EXCERPTED DATA:
>> Begin
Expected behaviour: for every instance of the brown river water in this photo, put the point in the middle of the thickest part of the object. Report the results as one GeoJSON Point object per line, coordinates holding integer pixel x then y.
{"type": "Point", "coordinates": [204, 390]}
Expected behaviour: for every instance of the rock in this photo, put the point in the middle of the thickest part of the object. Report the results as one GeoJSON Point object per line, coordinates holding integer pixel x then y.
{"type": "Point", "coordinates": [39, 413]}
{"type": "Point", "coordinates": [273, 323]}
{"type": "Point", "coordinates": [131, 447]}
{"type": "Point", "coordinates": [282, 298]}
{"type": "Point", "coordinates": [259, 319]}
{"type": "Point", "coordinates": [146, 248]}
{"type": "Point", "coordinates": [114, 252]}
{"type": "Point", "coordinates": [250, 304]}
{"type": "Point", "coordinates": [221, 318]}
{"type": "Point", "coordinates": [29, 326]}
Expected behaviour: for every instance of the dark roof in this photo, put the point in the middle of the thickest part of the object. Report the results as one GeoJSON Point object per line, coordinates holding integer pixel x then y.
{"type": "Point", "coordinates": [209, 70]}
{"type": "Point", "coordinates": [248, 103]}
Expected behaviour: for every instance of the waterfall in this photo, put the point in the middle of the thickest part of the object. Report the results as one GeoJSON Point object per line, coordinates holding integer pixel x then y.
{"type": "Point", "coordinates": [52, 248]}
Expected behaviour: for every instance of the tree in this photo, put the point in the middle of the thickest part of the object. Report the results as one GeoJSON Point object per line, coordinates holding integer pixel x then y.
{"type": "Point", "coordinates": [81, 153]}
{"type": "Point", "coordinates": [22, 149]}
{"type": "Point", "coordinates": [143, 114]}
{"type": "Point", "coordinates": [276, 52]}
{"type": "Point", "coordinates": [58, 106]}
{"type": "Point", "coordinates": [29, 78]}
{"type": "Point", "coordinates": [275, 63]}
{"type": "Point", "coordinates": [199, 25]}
>> End
THE REQUEST:
Update the data above by changing each "thickest part" to "widest part" and leaving everything else as it is.

EXERCISE RESULT:
Expected behaviour: for every instance of the brown river water in this photo, put the point in the middle of the widest part of the object. Report the results as one GeoJSON Point object per line, coordinates holding integer pixel x then y.
{"type": "Point", "coordinates": [204, 390]}
Expected behaviour: for every instance of the rock in this photo, put the point in the middle of the widest part of the object. Report the results as one GeoJSON Point object per line, coordinates holding integer pixel x then y.
{"type": "Point", "coordinates": [39, 413]}
{"type": "Point", "coordinates": [273, 323]}
{"type": "Point", "coordinates": [131, 447]}
{"type": "Point", "coordinates": [282, 298]}
{"type": "Point", "coordinates": [259, 319]}
{"type": "Point", "coordinates": [146, 248]}
{"type": "Point", "coordinates": [114, 252]}
{"type": "Point", "coordinates": [250, 304]}
{"type": "Point", "coordinates": [221, 318]}
{"type": "Point", "coordinates": [29, 326]}
Expected behaviour: for every instance of the dark roof in this photo, put the point in the middle of the widest part of the object. Report the results as one GeoJSON Point object per line, coordinates holding integer pixel x then y.
{"type": "Point", "coordinates": [209, 70]}
{"type": "Point", "coordinates": [248, 103]}
Expected behaviour: for every instance of the waterfall in this photo, put the point in the middle of the widest part of the object. Report the results as one GeoJSON Point object per line, coordinates holding integer pixel x then y.
{"type": "Point", "coordinates": [52, 248]}
Expected behaviour: for every instance of the tree in this photo, put the point in the middle of the widest part of the object. Report the results as one GeoJSON Point object per line, coordinates holding integer pixel x then y.
{"type": "Point", "coordinates": [81, 153]}
{"type": "Point", "coordinates": [22, 149]}
{"type": "Point", "coordinates": [143, 114]}
{"type": "Point", "coordinates": [276, 52]}
{"type": "Point", "coordinates": [58, 106]}
{"type": "Point", "coordinates": [29, 78]}
{"type": "Point", "coordinates": [275, 63]}
{"type": "Point", "coordinates": [199, 25]}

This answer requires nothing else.